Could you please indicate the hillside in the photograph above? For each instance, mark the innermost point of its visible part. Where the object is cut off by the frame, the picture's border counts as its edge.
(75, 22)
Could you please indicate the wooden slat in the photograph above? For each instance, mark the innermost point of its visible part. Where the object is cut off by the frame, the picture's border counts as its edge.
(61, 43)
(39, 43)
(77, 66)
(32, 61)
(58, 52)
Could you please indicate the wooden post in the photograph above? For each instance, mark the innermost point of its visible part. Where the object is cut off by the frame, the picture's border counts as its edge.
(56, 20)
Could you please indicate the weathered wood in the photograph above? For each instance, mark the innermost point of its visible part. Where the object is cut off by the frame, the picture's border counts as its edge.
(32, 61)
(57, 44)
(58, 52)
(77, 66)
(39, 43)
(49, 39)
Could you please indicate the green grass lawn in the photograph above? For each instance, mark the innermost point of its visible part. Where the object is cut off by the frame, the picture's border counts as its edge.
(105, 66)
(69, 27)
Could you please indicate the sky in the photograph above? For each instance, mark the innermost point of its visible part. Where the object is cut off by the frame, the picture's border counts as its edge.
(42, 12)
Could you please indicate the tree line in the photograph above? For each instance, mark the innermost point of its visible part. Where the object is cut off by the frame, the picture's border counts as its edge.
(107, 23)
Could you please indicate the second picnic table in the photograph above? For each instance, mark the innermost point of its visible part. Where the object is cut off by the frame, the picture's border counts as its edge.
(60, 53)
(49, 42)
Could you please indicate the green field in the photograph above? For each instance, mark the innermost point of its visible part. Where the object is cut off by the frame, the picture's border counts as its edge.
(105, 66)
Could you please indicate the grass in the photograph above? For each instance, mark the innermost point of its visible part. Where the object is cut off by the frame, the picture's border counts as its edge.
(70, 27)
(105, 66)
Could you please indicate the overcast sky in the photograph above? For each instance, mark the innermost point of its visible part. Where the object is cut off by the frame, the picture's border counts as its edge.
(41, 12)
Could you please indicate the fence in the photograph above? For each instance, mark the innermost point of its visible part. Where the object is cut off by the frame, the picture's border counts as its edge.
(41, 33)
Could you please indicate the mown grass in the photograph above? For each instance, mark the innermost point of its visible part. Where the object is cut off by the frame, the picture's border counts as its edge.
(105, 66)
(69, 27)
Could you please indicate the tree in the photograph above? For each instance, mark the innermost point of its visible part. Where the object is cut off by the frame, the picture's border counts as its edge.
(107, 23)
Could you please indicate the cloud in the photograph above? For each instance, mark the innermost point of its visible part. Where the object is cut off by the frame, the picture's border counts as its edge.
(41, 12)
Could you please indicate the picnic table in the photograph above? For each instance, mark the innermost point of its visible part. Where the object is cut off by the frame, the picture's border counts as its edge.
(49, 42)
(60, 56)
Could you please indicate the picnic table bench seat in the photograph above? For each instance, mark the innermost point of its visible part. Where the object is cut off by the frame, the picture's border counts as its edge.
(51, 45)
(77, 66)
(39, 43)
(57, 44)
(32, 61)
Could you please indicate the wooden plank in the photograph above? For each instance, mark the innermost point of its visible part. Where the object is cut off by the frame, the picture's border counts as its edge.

Task goal: Quote the entire listing above exactly.

The completed task:
Could you please indicate the hillside in the photograph above? For each instance, mark the innermost point of its visible part. Where the object is cut off by the frame, the picture's border counts as its edge.
(75, 22)
Could you please indicate the wooden slat in the photograph above? For each instance, mark the innermost point of its visible part. Where the object is cut off by the frame, the picture's border counts as its edge.
(61, 43)
(39, 43)
(77, 66)
(32, 61)
(58, 52)
Could you please indicate the wooden post in the photograph above? For each instance, mark the innermost point of its visible part. Where the object is cut off by the frame, the picture's border counts as its edge.
(56, 20)
Could you please indicate the weathered wood in the photograph above? For each instance, mark the innermost point of its visible part. Where the object is cut off by the frame, the picture's border counts as its edge.
(32, 61)
(57, 44)
(58, 52)
(77, 66)
(39, 43)
(49, 39)
Could you please indicate the green grass lawn in the photograph above? For each instance, mark the innermost point of its visible part. Where the object is cut off by the frame, the picture's border counts as its edge.
(105, 66)
(69, 27)
Could you please indicate the sky in the photograph above? For each instance, mark the innermost point of its visible part. Where the object is cut off by the frame, the picture's border counts as its edge.
(42, 12)
Could you please indicate the tree line in the photograph above? For each instance, mark the innermost point of its visible part. Where the object is cut off by the frame, the picture's border counts as its edge.
(107, 23)
Could you please indicate the second picnic table in the photograph above? For each instance, mark the innermost point of its visible part. Where the object is cut off by the frame, the picture's border counts as its edge.
(60, 53)
(49, 42)
Could you please indicate the green field in the photograph above? For each instance, mark the innermost point of its visible part. Where the object is cut off by the frame, the picture's border counts as its edge.
(105, 66)
Could you please indicate the grass in the photograph above? For each instance, mark the innermost point of its visible part. Where the object is cut off by the frame, the picture's border counts as its edge.
(70, 27)
(105, 66)
Could you please indicate the overcast sky in the photograph above? For each instance, mark the innermost point of its visible part. Where the object is cut off by the frame, the picture's border counts as its edge.
(41, 12)
Could you please indicate the fence in the photograph above? For each instance, mark the innermost point of its visible part. Where the object is cut off by the frame, the picture's border counts as its edge.
(41, 33)
Could you please indicate the mown grass in the photograph above? For each instance, mark the innermost point of its visible part. Where the object is cut off by the frame, the picture's border counts as its edge.
(105, 66)
(69, 27)
Could you please indicate the tree in the photograph above? For each instance, mark the innermost point of its visible part. Where the object is cut off by the frame, the picture's border counts as its edge.
(107, 23)
Could you please indicate the cloud in the photograph above? For each instance, mark the innermost point of its visible part. Where the object is cut off by the frame, the picture's border counts as its edge.
(41, 12)
Could you please indicate the picnic table in the photograph above? For each instance, mark the innermost point of its visible part. Where the object is cut off by the frame, the picture's border counts as its edge.
(49, 42)
(60, 56)
Could you please indicate the picnic table bench seat in the photograph above? For each instance, mark the innermost point of its visible part. Where the object is cut off by the frame, the picture's border counts as its edge.
(51, 45)
(77, 66)
(39, 43)
(57, 44)
(32, 61)
Could you please indicate the wooden plank in the photograph above? For each instance, mark the innermost point of its visible part. Where the object is cut off by the frame, the picture's border counts as its edge.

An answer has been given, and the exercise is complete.